(dissenting).
I respectfully but not reluctantly dissent from the opinion of a majority of the members of the court.
The appellee owns a Volkswagen automobile weighing 1620 pounds and the pivotal question in this case is how much of a tax, if any, she is required to pay to obtain a license tag. By way of bill for declaratory decree she assumed a primary position that she owed no tax at all and the secondary position that she owed but three dollars assessed in “ ‘X’ series: [Applying to] All exempt or official tags” under Section 320.08(11), Florida Statutes 1965.

● **DATA RECORDS**:

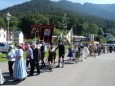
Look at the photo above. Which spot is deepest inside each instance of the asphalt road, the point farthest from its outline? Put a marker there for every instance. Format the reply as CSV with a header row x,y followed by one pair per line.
x,y
99,71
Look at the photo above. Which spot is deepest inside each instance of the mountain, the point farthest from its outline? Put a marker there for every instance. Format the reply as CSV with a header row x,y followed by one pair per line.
x,y
101,10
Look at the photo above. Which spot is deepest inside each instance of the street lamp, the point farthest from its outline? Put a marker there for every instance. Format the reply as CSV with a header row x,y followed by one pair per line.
x,y
8,16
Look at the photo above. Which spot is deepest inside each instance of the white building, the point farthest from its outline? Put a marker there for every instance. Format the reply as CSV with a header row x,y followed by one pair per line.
x,y
18,36
3,35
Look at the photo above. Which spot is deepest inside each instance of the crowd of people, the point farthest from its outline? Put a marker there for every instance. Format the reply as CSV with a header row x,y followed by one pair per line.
x,y
36,54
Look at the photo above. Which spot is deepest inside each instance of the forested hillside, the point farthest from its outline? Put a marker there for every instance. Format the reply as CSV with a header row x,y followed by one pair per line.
x,y
46,11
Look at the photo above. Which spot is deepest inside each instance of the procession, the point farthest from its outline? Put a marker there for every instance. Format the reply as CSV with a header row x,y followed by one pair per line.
x,y
19,69
57,43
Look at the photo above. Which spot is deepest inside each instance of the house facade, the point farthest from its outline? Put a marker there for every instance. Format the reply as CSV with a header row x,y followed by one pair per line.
x,y
18,37
3,35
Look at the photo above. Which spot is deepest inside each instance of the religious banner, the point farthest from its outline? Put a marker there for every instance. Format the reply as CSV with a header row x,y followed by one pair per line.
x,y
32,32
46,33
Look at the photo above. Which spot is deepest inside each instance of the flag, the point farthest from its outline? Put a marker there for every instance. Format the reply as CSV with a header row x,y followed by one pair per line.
x,y
70,36
60,38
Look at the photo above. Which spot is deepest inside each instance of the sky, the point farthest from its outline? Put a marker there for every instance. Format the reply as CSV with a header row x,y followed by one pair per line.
x,y
8,3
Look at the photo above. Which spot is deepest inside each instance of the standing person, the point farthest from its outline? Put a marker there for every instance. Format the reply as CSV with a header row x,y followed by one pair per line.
x,y
98,49
2,80
75,50
50,56
81,54
61,52
110,48
35,60
19,65
43,50
70,54
11,59
29,55
86,52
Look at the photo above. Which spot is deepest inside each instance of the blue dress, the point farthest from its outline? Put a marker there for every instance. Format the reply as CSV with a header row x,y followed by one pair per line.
x,y
19,66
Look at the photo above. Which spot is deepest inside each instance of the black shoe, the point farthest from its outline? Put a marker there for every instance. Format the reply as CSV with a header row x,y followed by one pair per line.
x,y
23,79
50,69
38,73
57,66
16,80
30,75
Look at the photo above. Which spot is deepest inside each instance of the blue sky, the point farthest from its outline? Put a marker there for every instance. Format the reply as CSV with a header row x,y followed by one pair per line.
x,y
8,3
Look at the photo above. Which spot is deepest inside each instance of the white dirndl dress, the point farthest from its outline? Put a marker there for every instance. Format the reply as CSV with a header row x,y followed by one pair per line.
x,y
2,80
19,66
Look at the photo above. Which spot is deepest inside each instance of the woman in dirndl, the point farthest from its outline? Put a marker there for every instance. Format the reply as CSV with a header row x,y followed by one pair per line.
x,y
20,72
70,53
2,80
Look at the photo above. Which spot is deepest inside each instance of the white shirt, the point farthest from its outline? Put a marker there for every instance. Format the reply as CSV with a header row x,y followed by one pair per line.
x,y
11,55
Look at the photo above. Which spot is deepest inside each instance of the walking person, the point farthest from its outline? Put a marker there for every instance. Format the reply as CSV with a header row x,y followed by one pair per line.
x,y
81,54
35,60
61,52
29,55
2,80
75,50
11,59
19,65
70,54
86,52
43,50
50,56
110,48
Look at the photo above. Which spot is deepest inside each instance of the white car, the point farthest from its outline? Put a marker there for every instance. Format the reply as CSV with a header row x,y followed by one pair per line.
x,y
4,47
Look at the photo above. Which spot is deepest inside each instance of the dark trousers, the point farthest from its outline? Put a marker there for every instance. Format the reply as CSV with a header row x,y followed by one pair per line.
x,y
10,66
42,58
27,63
34,64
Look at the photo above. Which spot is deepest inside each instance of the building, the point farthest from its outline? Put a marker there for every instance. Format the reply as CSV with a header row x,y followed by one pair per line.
x,y
18,36
3,35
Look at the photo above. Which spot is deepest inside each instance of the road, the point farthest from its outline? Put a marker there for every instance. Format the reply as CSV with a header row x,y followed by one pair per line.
x,y
99,71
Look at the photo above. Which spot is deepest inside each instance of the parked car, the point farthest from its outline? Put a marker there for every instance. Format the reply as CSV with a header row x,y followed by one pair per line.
x,y
4,47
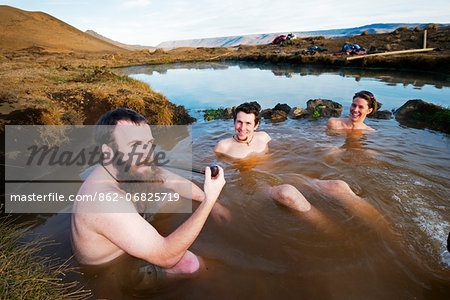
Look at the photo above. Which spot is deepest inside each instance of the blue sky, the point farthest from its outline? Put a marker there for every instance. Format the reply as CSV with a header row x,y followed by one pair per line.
x,y
150,22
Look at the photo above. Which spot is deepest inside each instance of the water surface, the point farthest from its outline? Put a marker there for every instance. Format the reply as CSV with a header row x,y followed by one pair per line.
x,y
270,252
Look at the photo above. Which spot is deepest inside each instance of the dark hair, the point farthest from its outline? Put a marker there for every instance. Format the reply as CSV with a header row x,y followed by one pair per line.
x,y
249,108
370,98
104,134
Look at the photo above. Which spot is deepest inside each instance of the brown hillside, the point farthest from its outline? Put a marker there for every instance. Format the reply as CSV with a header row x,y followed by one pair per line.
x,y
22,29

● **DIRECTIONS**:
1. Reproduce the portion of the dissenting opinion starting at "The appellee owns" and ending at "Florida Statutes 1965.".
2. According to the dissenting opinion, how much does the appellee's Volkswagen weigh?

● **TASK-BY-TASK OUTPUTS**:
1.
The appellee owns a Volkswagen automobile weighing 1620 pounds and the pivotal question in this case is how much of a tax, if any, she is required to pay to obtain a license tag. By way of bill for declaratory decree she assumed a primary position that she owed no tax at all and the secondary position that she owed but three dollars assessed in “ ‘X’ series: [Applying to] All exempt or official tags” under Section 320.08(11), Florida Statutes 1965.

2. 1620 pounds